* _WHAT YOU ARE ASKED TO DO_: From the records below, extract each line that contains the word "plant" and copy it in full.

* _RECORDS FOR THE EXERCISE_:
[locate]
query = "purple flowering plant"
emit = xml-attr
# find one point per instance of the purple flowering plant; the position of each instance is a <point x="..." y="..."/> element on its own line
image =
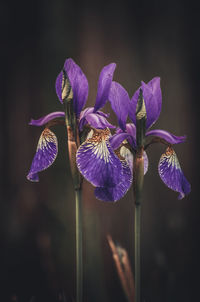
<point x="109" y="162"/>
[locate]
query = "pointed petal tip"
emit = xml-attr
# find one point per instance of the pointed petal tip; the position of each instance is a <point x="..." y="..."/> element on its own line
<point x="171" y="174"/>
<point x="97" y="162"/>
<point x="104" y="84"/>
<point x="46" y="153"/>
<point x="47" y="118"/>
<point x="33" y="177"/>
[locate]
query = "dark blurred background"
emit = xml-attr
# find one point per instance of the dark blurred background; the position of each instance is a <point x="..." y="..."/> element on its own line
<point x="37" y="220"/>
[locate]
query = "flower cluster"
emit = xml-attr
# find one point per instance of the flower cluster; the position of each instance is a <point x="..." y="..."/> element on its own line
<point x="106" y="160"/>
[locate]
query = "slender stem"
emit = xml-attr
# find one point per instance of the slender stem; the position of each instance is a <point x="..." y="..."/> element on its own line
<point x="79" y="254"/>
<point x="73" y="144"/>
<point x="137" y="251"/>
<point x="138" y="185"/>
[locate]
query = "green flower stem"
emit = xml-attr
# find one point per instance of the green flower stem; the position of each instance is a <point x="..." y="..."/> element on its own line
<point x="79" y="252"/>
<point x="138" y="186"/>
<point x="73" y="144"/>
<point x="139" y="175"/>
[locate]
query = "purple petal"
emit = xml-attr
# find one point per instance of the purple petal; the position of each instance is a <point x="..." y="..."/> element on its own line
<point x="78" y="82"/>
<point x="117" y="139"/>
<point x="47" y="150"/>
<point x="97" y="121"/>
<point x="120" y="103"/>
<point x="171" y="174"/>
<point x="131" y="130"/>
<point x="45" y="119"/>
<point x="117" y="192"/>
<point x="105" y="80"/>
<point x="153" y="101"/>
<point x="146" y="163"/>
<point x="167" y="136"/>
<point x="97" y="161"/>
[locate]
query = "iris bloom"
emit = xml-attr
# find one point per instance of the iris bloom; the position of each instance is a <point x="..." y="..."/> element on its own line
<point x="169" y="168"/>
<point x="47" y="147"/>
<point x="107" y="161"/>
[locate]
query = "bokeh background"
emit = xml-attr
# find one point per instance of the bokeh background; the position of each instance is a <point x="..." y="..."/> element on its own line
<point x="37" y="221"/>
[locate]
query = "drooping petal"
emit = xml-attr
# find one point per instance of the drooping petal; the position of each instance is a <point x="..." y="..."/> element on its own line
<point x="171" y="174"/>
<point x="47" y="118"/>
<point x="105" y="80"/>
<point x="117" y="192"/>
<point x="46" y="152"/>
<point x="117" y="139"/>
<point x="97" y="161"/>
<point x="78" y="82"/>
<point x="120" y="103"/>
<point x="153" y="101"/>
<point x="167" y="136"/>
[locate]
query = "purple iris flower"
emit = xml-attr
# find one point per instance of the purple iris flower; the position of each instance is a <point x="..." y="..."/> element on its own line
<point x="169" y="168"/>
<point x="47" y="148"/>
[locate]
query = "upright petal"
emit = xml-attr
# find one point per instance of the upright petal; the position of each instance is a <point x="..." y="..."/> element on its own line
<point x="46" y="152"/>
<point x="153" y="101"/>
<point x="167" y="136"/>
<point x="105" y="80"/>
<point x="78" y="82"/>
<point x="97" y="161"/>
<point x="98" y="121"/>
<point x="120" y="103"/>
<point x="47" y="118"/>
<point x="171" y="174"/>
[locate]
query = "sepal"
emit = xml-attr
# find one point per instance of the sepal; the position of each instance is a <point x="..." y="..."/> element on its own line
<point x="171" y="174"/>
<point x="46" y="153"/>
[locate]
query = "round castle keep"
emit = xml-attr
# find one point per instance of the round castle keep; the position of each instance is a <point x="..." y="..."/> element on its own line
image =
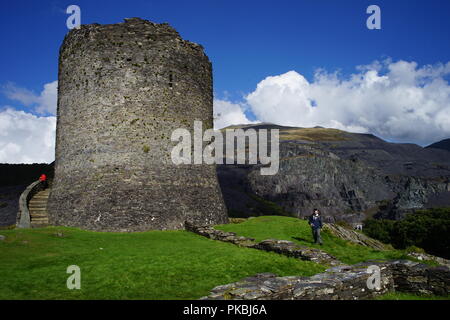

* _THE REPLY_:
query = "purple flowering plant"
# find one point per instance of the purple flowering plant; the position of each instance is a <point x="..." y="..."/> element on its own line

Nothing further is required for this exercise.